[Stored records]
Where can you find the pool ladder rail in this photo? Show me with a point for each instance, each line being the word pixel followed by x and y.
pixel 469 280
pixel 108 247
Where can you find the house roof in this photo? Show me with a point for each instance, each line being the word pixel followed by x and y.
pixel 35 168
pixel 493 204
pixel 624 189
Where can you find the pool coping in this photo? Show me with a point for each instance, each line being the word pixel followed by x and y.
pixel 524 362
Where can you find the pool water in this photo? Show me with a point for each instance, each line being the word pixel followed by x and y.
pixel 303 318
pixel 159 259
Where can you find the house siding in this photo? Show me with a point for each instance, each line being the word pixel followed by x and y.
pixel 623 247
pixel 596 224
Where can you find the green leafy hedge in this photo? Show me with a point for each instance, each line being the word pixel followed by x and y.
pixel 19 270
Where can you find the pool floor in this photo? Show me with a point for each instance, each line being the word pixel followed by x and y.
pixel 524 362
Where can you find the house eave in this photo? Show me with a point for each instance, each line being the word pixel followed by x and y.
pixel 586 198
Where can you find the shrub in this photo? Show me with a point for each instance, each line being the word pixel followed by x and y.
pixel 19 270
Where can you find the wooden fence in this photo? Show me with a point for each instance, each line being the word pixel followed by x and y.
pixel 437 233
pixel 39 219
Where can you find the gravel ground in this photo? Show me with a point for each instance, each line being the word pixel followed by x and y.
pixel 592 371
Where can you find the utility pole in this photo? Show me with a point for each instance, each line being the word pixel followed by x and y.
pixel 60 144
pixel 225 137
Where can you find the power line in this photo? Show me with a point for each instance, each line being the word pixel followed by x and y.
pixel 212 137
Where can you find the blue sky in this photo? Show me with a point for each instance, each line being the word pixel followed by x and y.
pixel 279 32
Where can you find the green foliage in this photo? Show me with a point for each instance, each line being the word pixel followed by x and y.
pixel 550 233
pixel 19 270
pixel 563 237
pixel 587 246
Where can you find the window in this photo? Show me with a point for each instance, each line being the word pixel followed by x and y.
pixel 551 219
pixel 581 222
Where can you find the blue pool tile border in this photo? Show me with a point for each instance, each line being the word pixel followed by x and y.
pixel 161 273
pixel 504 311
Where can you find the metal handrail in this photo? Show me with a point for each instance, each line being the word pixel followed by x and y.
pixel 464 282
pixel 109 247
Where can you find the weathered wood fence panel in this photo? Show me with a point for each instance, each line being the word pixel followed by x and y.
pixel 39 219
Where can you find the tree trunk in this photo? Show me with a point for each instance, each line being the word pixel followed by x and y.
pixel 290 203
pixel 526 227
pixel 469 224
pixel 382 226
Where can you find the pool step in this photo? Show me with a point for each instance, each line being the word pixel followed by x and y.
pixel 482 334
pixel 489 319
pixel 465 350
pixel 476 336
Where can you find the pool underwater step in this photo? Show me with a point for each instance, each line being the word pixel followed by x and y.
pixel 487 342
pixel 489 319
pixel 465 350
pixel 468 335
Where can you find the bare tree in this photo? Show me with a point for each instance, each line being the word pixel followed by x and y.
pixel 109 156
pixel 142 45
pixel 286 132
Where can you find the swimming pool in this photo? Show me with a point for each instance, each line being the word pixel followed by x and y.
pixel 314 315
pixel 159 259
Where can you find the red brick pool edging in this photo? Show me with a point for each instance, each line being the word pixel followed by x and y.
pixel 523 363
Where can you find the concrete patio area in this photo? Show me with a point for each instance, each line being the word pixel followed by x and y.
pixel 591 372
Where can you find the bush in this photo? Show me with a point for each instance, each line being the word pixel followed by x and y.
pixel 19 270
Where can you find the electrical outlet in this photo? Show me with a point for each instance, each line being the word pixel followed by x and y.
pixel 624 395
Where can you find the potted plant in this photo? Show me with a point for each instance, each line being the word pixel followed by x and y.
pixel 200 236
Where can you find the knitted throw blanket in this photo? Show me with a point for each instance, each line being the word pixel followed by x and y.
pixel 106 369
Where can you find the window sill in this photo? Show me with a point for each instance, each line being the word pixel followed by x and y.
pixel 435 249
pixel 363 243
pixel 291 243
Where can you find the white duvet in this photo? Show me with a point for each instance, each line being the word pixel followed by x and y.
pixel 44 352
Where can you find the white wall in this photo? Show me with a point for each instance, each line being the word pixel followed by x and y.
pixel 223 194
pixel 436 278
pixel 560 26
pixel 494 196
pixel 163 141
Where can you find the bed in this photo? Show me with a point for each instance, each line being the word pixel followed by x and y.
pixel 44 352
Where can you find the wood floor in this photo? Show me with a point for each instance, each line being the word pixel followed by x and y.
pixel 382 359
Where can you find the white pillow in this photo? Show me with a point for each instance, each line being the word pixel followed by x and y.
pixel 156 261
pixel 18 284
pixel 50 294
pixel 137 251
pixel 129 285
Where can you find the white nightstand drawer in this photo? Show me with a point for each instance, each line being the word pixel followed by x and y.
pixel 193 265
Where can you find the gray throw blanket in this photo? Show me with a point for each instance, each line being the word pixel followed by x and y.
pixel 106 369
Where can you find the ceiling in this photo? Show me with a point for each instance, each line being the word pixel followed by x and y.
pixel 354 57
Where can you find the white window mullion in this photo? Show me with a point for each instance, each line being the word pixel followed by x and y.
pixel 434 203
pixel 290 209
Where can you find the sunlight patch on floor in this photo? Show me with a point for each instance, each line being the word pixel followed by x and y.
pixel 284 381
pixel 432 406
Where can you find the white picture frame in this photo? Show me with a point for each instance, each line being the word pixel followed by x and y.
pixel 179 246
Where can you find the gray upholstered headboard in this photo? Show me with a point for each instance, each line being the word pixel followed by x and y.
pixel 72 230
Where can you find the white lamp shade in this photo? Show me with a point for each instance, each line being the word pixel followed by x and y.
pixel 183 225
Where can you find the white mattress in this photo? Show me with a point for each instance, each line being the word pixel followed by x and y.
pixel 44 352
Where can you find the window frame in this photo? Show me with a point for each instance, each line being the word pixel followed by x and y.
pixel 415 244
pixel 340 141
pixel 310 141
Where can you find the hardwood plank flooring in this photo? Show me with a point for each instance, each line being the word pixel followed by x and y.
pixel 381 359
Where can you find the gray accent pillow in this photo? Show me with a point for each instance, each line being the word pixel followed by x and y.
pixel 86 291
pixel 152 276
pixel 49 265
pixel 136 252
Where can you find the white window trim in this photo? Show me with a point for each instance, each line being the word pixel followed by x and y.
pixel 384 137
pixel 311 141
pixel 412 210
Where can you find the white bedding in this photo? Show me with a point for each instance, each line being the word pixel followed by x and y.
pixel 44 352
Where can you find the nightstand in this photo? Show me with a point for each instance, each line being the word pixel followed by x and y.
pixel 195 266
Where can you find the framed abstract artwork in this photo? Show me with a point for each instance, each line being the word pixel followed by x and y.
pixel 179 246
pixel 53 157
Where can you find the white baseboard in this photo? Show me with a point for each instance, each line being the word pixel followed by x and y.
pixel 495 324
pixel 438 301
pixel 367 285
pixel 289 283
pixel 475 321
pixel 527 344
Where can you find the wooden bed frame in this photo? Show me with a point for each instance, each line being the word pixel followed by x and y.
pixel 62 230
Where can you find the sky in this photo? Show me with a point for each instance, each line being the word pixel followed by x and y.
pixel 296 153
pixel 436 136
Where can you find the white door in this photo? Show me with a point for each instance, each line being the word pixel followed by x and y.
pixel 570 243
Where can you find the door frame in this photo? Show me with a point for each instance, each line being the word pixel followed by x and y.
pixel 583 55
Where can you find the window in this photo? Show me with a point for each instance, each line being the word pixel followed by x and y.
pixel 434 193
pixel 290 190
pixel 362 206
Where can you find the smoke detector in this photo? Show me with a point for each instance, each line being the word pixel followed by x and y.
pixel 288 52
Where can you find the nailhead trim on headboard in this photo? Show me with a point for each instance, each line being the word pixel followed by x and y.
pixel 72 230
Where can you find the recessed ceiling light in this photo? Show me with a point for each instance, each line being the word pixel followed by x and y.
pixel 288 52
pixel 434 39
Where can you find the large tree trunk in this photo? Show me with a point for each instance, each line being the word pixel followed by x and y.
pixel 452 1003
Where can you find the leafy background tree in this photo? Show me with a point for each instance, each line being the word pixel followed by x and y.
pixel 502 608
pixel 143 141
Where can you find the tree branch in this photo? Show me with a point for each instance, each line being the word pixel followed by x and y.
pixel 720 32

* Required task *
Convert the lines above into a JSON list of strings, one string per line and no blank lines. Begin with the line containing "Where can you find the house eave", end with the line containing "pixel 382 226", and include both of those lines.

* Answer below *
[
  "Where can you find the house eave in this photo? Show me with a point for each instance, each line being the word pixel followed by x and y.",
  "pixel 586 198",
  "Where can you find the shrub in this photo? Show me with a point for each instance, each line being the word pixel followed by x and y.",
  "pixel 19 270",
  "Where can you find the wooden fence in this photo? Show me with a point for each instance, each line being the word pixel followed by x and y.",
  "pixel 437 233",
  "pixel 39 219",
  "Where can you find the gravel ground in this photo? Show me with a point for each instance, each line being the word pixel followed by x and y.",
  "pixel 592 371",
  "Where can you find the utility pole in this photo? Show me with a point for each instance, each line being the word pixel followed by x and y.",
  "pixel 60 144",
  "pixel 225 137",
  "Where can you find the power line in this photo? Show me with a point for each instance, each line being the word pixel followed by x and y.",
  "pixel 212 137",
  "Where can you find the blue sky in this photo? Show me with a point for each instance, each line being the word pixel followed by x and y.",
  "pixel 279 32",
  "Where can you find the green foliage in this photo? Show me with a point for each instance, each line being the word pixel followed by x and y.",
  "pixel 550 233",
  "pixel 19 270",
  "pixel 563 237",
  "pixel 587 246",
  "Where can you find the window in this photo? Show me with a point for each instance, each line being the word pixel followed by x and y.",
  "pixel 551 219",
  "pixel 581 222",
  "Where can you find the blue pool tile border in this photo? Show me with a point for each instance, each line being the word pixel followed by x and y.",
  "pixel 161 273",
  "pixel 504 311",
  "Where can you find the metal handrail in this photo? Show me with a point for each instance, each line being the word pixel followed by x and y.",
  "pixel 464 282",
  "pixel 109 247",
  "Where can you find the weathered wood fence panel in this photo? Show me with a point for each instance, each line being the word pixel followed by x and y.",
  "pixel 39 219",
  "Where can you find the tree trunk in this photo? Show me with a point for each instance, each line being the word pixel followed by x and y.",
  "pixel 290 203",
  "pixel 526 227",
  "pixel 469 224",
  "pixel 382 226"
]